[Data supplied — start]

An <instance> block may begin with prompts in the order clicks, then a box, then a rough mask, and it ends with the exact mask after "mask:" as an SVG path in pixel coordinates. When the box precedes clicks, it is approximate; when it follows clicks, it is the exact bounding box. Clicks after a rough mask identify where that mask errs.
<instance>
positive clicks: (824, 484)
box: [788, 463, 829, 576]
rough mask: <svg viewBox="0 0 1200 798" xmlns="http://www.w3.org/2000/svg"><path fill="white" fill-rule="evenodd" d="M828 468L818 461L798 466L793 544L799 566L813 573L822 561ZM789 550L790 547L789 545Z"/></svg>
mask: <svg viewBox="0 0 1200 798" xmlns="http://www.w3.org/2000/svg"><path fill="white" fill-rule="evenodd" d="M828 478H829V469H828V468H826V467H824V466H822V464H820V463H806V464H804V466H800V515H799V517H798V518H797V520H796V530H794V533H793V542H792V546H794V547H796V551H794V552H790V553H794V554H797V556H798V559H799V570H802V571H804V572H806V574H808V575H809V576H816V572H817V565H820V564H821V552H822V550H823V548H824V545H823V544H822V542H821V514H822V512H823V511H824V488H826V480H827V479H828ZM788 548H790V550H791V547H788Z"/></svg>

[Data supplied — finish]
[Data supplied — start]

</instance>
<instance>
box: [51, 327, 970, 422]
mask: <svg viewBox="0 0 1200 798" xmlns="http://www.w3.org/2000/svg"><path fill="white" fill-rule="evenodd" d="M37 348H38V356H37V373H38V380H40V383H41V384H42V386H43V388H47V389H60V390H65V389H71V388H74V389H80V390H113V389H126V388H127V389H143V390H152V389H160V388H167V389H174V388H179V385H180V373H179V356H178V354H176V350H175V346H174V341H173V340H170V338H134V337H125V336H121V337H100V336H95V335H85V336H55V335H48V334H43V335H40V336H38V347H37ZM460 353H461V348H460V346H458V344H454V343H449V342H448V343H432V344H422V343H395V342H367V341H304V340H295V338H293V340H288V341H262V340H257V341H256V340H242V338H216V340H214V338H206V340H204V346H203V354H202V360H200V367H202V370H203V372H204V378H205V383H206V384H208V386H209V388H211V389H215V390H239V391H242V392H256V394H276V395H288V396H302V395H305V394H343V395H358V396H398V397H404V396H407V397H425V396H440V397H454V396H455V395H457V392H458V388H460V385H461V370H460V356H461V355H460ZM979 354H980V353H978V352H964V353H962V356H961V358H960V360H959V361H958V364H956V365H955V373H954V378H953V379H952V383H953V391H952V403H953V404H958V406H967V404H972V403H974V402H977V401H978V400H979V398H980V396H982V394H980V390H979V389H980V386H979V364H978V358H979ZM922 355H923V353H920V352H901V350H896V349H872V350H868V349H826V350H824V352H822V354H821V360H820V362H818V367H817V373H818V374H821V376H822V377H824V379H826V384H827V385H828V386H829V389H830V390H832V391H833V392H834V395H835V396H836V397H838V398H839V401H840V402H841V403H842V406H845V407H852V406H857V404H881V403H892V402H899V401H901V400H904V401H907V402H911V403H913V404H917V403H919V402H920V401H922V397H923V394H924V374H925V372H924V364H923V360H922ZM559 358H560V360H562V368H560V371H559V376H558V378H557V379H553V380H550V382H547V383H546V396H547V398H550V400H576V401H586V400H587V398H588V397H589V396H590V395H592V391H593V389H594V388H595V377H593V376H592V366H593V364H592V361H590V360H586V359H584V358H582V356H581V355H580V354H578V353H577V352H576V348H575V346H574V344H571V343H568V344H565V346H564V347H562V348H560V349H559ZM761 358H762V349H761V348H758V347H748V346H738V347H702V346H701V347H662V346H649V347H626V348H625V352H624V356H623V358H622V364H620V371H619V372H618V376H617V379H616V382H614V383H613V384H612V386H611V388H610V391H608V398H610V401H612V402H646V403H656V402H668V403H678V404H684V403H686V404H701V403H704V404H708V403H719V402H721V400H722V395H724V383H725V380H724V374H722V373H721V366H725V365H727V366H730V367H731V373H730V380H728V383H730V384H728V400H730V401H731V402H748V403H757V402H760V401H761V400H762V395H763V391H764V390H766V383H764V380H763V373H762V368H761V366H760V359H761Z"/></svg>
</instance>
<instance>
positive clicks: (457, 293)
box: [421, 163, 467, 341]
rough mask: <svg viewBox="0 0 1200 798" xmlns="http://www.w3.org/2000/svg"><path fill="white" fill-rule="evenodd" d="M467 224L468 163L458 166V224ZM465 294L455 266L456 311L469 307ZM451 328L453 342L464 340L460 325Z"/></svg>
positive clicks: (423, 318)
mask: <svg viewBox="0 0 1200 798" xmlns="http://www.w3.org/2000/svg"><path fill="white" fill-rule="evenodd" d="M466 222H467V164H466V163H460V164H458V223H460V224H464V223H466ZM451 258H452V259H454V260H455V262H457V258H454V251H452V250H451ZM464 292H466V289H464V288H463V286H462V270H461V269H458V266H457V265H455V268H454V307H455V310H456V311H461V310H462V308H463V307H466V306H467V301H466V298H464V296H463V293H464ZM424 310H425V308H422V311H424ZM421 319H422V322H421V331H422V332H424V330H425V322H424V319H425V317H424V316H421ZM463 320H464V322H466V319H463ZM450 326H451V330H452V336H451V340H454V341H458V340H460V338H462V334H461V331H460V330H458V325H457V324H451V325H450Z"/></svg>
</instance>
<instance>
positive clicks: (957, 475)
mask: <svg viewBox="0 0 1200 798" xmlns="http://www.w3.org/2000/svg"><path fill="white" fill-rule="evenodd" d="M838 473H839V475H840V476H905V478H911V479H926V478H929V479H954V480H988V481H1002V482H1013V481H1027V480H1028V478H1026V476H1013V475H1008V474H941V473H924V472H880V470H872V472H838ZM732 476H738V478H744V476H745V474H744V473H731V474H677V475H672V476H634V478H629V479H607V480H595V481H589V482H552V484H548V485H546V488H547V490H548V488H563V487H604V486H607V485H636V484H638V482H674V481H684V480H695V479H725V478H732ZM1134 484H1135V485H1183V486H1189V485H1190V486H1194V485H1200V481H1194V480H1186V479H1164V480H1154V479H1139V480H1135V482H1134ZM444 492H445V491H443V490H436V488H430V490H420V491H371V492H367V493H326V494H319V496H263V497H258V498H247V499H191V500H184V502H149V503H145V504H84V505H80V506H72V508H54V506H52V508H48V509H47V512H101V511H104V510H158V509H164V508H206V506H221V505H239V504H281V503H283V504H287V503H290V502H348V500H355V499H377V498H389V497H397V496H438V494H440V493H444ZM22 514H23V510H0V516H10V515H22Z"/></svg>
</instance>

[Data supplied — finish]

== Work to be completed ==
Gather every line from the records above that contains the word "clicks", and copy each one in full.

== Result of this task ==
An <instance> block may begin with prompts in the order clicks, then a box, then a rough mask, and it ends with the exact mask after "mask:" as an SVG path in pixel coordinates. When the box precedes clicks, it is approximate; when it follows clicks, it is the exact bounding box. Clicks after a rough mask identify where that mask errs.
positive clicks: (824, 484)
positive clicks: (457, 293)
positive clicks: (423, 318)
positive clicks: (957, 475)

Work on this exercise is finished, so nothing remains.